-- Requirement --
Return the records below exactly as they are written.

-- Data shown --
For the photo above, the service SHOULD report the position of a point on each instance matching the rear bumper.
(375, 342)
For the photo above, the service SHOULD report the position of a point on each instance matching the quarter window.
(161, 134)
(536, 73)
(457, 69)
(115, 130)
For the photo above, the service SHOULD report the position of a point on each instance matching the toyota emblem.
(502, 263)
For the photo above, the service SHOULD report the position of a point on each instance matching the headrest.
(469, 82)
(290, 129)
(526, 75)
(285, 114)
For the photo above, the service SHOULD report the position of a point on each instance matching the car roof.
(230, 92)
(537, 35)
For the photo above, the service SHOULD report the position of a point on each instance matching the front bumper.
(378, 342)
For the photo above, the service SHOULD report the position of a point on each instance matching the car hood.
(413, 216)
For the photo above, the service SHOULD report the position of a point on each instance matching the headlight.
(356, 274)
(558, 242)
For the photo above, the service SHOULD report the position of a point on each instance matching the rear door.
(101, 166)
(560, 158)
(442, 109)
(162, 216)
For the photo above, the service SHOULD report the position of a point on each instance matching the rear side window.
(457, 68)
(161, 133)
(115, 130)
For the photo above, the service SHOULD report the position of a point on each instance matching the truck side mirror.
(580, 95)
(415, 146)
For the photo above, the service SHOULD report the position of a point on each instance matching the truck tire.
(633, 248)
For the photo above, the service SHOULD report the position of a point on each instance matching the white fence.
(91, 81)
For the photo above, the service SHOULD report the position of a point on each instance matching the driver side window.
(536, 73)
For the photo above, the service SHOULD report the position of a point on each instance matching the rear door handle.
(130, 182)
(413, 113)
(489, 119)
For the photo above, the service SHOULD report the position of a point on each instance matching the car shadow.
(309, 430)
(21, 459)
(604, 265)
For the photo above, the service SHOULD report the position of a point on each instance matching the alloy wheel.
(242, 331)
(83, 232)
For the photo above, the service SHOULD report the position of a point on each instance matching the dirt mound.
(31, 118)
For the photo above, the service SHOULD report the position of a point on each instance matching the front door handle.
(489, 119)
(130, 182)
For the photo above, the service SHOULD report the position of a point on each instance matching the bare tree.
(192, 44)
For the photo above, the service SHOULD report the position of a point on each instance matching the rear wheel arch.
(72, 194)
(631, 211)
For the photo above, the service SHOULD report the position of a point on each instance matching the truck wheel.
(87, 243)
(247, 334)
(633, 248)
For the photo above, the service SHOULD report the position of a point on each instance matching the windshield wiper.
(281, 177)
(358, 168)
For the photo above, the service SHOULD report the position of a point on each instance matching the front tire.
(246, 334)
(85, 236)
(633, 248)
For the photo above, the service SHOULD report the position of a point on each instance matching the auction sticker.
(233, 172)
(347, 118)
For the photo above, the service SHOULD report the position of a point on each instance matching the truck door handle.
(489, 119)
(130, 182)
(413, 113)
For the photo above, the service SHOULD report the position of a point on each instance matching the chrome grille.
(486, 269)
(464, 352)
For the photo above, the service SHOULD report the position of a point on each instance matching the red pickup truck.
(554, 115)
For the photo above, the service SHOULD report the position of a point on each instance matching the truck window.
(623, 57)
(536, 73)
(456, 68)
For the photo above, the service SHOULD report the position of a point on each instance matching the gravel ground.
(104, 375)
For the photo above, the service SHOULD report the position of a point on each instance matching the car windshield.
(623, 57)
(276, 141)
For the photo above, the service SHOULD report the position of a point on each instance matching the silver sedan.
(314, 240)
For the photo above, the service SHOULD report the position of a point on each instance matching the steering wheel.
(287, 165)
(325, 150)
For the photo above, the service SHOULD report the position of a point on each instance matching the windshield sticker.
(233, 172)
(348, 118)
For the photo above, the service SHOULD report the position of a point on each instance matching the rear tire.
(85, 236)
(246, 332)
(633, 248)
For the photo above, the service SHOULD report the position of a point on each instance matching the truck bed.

-- Reply --
For the photo above, the service SHOULD report the position of a point on each instance matching the rear bumper.
(375, 342)
For the photo above, the service SHOULD report the position of a point on each instance matching the quarter window.
(161, 134)
(536, 73)
(457, 69)
(115, 130)
For the photo above, the service SHOULD report the position of a point on each instance matching the toyota emblem.
(502, 263)
For the photo above, the service SHOULD report the position of a point on each instance matching the headrest.
(469, 82)
(290, 129)
(526, 75)
(285, 114)
For the photo above, the service SHOULD report the position of a point on each instance matching the car roof.
(230, 92)
(537, 35)
For the photo above, the service SHOULD report the position of a point on each instance matching the front bumper.
(378, 342)
For the photo above, the service SHOULD report the position of a point on each instance matching the car hood.
(413, 216)
For the photo above, the service SHOULD report the position of a point on each instance matching the headlight.
(356, 274)
(558, 242)
For the photo above, the service SHOULD report the position of a point on each instance matching the rear door.
(101, 166)
(560, 158)
(442, 109)
(162, 216)
For the photo above, the service SHOULD report the position of a point on each instance matching the rear side window.
(457, 68)
(161, 133)
(115, 130)
For the photo above, the service SHOULD report the position of a point on each instance matching the truck side mirror.
(580, 95)
(415, 146)
For the photo above, the service SHOULD report the position of a point on each instance matching the truck tire.
(633, 248)
For the photo above, the service SHOULD report the position of a point on each instance matching the white fence.
(91, 81)
For the photo above, the service SHOULD report the position of a point on each instance matching the driver side window.
(536, 73)
For the photo above, the service SHOULD report the position of a point on each instance matching the rear door handle.
(130, 182)
(413, 113)
(489, 119)
For the photo above, the service SHOULD report the position of a point on each instance matching the car shadow.
(309, 430)
(21, 459)
(604, 265)
For the photo above, the service SHOULD report the position of a point on each instance matching the alloy wheel.
(242, 331)
(83, 232)
For the photo above, the service SHOULD report the position of a point on each instance matching the dirt mound.
(31, 118)
For the photo above, the service SHOULD report the position of a point on each instance matching the front door handle.
(489, 119)
(130, 182)
For the photo above, the service SHOULD report the position of a point on each instance matching the bare tree.
(192, 44)
For the photo above, the service SHOULD report the position of a point on each instance matching the rear wheel arch.
(72, 194)
(631, 211)
For the photo above, the service SHOULD report the position of a point on each instance matching the truck wheel.
(87, 243)
(247, 334)
(633, 248)
For the photo above, the service SHOULD report the position of a point on each instance matching the windshield wiper.
(281, 177)
(358, 168)
For the photo above, the service SHOULD report the position of a point on each instance matching the front tire.
(246, 334)
(85, 236)
(633, 248)
For the photo above, the service SHOULD report the position of a point on each instance matching the auction sticker.
(233, 172)
(347, 118)
For the photo above, the service SHOULD report the position of a point on each instance matching the truck door handle.
(489, 119)
(130, 182)
(413, 113)
For the photo above, the service SHOULD report the position of a point on each instance matching the chrome grille.
(486, 269)
(464, 352)
For the photo above, the service SHOULD report the position of a point on each instance matching the red pickup truck.
(554, 115)
For the photo above, the service SHOULD report the position of a point on each instance matching the truck window.
(623, 57)
(536, 73)
(456, 68)
For the photo above, the service SHOULD report the position of a point on each instance matching the gravel ground.
(104, 375)
For the photo above, the service SHOULD report the position of a point on each instance matching the car windshield.
(623, 57)
(276, 141)
For the photo above, the service SHOULD report the position of a point on each instance matching the silver sedan.
(314, 240)
For the photo above, the service SHOULD report the position of a point on each instance matching the steering wheel.
(287, 165)
(325, 150)
For the photo above, the service SHOULD report the position of a point on each instance matching the windshield sticker.
(233, 172)
(348, 118)
For the photo above, the service SHOULD report the position of a point on each instance matching the rear tire.
(85, 236)
(246, 332)
(633, 248)
For the photo above, the service SHOULD report the position of a point on each instance matching the truck bed.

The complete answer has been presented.